Data items
------
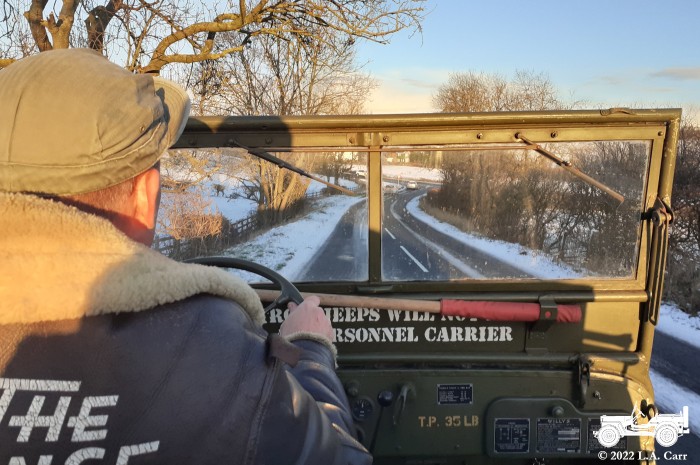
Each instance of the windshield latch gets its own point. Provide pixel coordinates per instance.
(537, 333)
(661, 217)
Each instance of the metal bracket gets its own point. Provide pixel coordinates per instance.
(661, 217)
(583, 377)
(538, 329)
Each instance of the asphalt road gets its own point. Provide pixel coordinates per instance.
(412, 250)
(415, 251)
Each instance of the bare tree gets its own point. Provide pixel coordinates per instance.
(683, 281)
(478, 92)
(153, 34)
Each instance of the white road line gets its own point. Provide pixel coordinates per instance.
(441, 251)
(420, 265)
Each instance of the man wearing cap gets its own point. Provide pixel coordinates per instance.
(109, 351)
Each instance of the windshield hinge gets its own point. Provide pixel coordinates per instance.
(536, 337)
(568, 166)
(583, 375)
(661, 217)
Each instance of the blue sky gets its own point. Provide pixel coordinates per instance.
(604, 52)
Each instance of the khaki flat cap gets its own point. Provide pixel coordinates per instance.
(72, 122)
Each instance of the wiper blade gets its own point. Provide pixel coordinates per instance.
(288, 166)
(571, 168)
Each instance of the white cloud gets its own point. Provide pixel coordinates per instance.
(680, 74)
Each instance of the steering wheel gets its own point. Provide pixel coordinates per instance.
(288, 293)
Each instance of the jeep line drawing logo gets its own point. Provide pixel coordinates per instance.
(666, 428)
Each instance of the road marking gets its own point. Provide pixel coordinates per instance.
(441, 251)
(420, 265)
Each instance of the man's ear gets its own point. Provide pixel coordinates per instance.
(146, 197)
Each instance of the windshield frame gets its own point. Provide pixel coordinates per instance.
(375, 133)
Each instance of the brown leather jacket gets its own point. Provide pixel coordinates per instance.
(106, 377)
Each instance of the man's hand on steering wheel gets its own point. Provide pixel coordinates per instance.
(308, 317)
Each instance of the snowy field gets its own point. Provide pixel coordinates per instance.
(287, 250)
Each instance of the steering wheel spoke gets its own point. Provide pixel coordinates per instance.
(289, 293)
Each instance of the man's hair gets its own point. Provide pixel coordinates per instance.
(105, 202)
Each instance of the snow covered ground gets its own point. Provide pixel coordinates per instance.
(672, 397)
(288, 249)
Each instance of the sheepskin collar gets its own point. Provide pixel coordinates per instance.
(57, 262)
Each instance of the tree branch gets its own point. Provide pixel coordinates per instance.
(35, 17)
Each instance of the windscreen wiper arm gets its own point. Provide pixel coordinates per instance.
(571, 168)
(283, 164)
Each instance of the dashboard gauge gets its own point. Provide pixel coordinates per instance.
(362, 408)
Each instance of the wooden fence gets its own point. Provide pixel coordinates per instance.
(232, 233)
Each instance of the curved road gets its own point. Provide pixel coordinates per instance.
(411, 250)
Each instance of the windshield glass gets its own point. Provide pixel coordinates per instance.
(448, 212)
------
- _Task to complete_
Copy every record above line for line, without changing any wording, and leave the pictures out.

- _Full output_
Each instance of the windshield latch gets its own point. Provide pixel coordinates per instance.
(537, 333)
(661, 217)
Each instance of the metal bracket gets its own point. Provide pixel coordinates per instance.
(661, 217)
(583, 377)
(538, 329)
Each instance of the asphalt road gets its own point. Provide pixel coordinates per instance.
(412, 250)
(415, 251)
Each instance of the bare tree gets its own point. Provide pixel coordinates per instance.
(683, 281)
(478, 92)
(153, 34)
Each instance of the white road line gets its own point. Provide pixel coordinates per instance.
(441, 251)
(420, 265)
Each instance of the man wearing cap gets its own point. Provide pixel coordinates per instance.
(109, 351)
Each instance of the windshield hinge gets its own point. Provide pixel coordinates per instance.
(536, 337)
(568, 166)
(583, 375)
(661, 217)
Each instance of the blue sky gets its own point. Provide pixel coordinates per instance.
(604, 52)
Each instance of the khaki flat cap gets its own point. Provide pixel coordinates per instance.
(72, 122)
Each instance of the wiper blade gets its own point. Provide pixel coordinates per instance.
(288, 166)
(571, 168)
Each instance of the white cloud gets its own point. Provide pixel coordinates per instance.
(680, 74)
Each instance of the steering wheel gets its own point. Provide pixel coordinates per instance.
(288, 293)
Each instance of the jeep line drawing logo gets its own point. Provide pixel coordinates per instance.
(666, 428)
Each instance of the road marking gets its own point. Provide pixel coordinates per instance.
(441, 251)
(420, 265)
Each instance of the man's ear gets its own point. Provide pixel coordinates per instance.
(146, 197)
Each instance of the windshield frame gets its own point. Provide pixel coordinates per instance.
(375, 133)
Each instance of the brown leather jacket gets its own point. Provide pixel coordinates per instance.
(106, 377)
Each instance of the man's hand on steering wheel gets its own point. Provide pixel coordinates per instance.
(308, 317)
Each instance of the snowy field gets its own point. Provide pixel coordinates per instance.
(287, 250)
Each instance of the steering wheel spoke gets its own point. Provide pixel coordinates per instance.
(289, 293)
Each instance of the man's hair gets its own point. Provide pixel coordinates per instance.
(105, 202)
Each instance of the snow covered ground gets its own point. Provide pixel coordinates per instance.
(672, 397)
(288, 249)
Each instance of the sheepskin collar gets its own point. Provide pixel coordinates per instance.
(57, 262)
Each instance of the tree branch gets its own point. Provide pixel coordinates per instance.
(35, 17)
Each instance of the windscreen wiper arm gets its own point. Provide pixel coordinates per instance.
(571, 168)
(283, 164)
Each instance of the dashboard gauge gets its own point. Provide pixel coordinates per instance.
(362, 408)
Each instance of the wooden fence gets its own point. Provide pixel coordinates per instance.
(232, 233)
Each instance of the curved road gets its own point. Provide pixel coordinates per instance.
(411, 250)
Each instance of the windshield glass gets its own point. Provide pixel coordinates per instance.
(448, 212)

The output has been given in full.